# [Work to do]
Could you rewrite every line of the records below as a numbered list, skipping any blank lines and leaving out the pictures?

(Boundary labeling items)
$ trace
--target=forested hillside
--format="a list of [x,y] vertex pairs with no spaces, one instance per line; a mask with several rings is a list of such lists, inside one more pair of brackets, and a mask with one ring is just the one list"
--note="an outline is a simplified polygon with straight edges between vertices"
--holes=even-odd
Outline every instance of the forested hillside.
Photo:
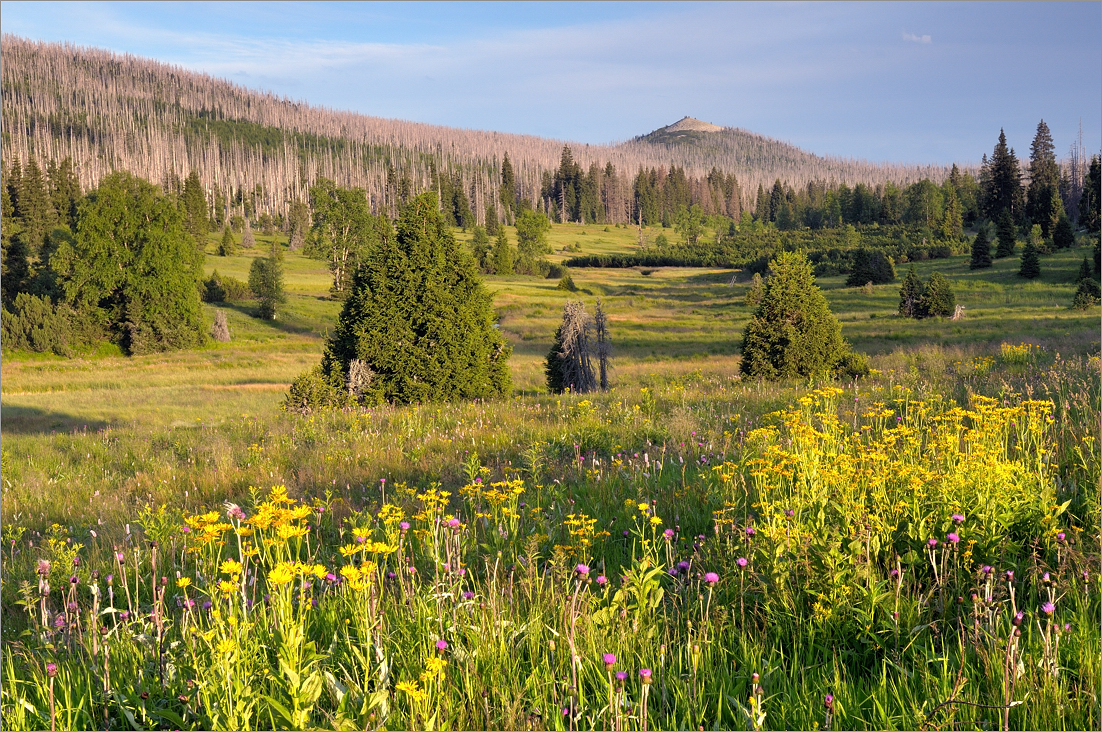
[[[318,177],[361,187],[376,213],[435,190],[456,223],[511,219],[520,201],[555,219],[623,223],[638,217],[635,181],[673,181],[670,207],[699,203],[737,218],[759,185],[811,181],[906,184],[942,181],[948,169],[871,164],[814,155],[731,128],[662,133],[608,146],[436,127],[313,107],[168,64],[68,44],[2,40],[6,161],[74,162],[84,191],[123,170],[173,187],[198,173],[217,216],[287,215]],[[579,197],[568,206],[551,181],[570,144]],[[511,186],[503,186],[509,157]],[[711,174],[710,174],[711,173]],[[581,180],[584,176],[584,180]],[[506,177],[508,177],[506,175]],[[717,183],[716,181],[722,181]],[[569,192],[568,192],[569,193]],[[668,196],[667,196],[668,197]],[[472,220],[462,220],[464,216]]]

# [Output]
1. $ trace
2. --target=forested hillside
3. --format="a list of [x,y] vertex pairs with no spaces, one instance per line; a mask with several rings is a list of such lists, inside one more pair of brackets, and a mask with one ring is just the one list"
4. --note="an outline is a simplified polygon with straight edges between vertices"
5. --holes=even-odd
6. Outline every instance of the forested hillside.
7. Photo:
8. [[[318,177],[361,187],[376,213],[435,190],[456,223],[511,219],[520,201],[555,219],[623,223],[638,217],[635,181],[673,181],[670,207],[699,203],[737,218],[759,185],[811,181],[906,184],[942,181],[948,169],[871,164],[814,155],[731,128],[662,133],[608,146],[436,127],[313,107],[168,64],[68,44],[2,40],[6,161],[74,162],[84,191],[123,170],[173,187],[198,173],[217,216],[287,215]],[[579,197],[568,206],[551,181],[570,144]],[[511,186],[503,186],[509,157]],[[711,174],[710,174],[711,173]],[[581,180],[584,176],[584,180]],[[506,177],[508,177],[506,175]],[[717,183],[716,181],[722,181]],[[569,192],[568,192],[569,193]],[[668,196],[667,196],[668,197]],[[472,220],[462,220],[464,216]]]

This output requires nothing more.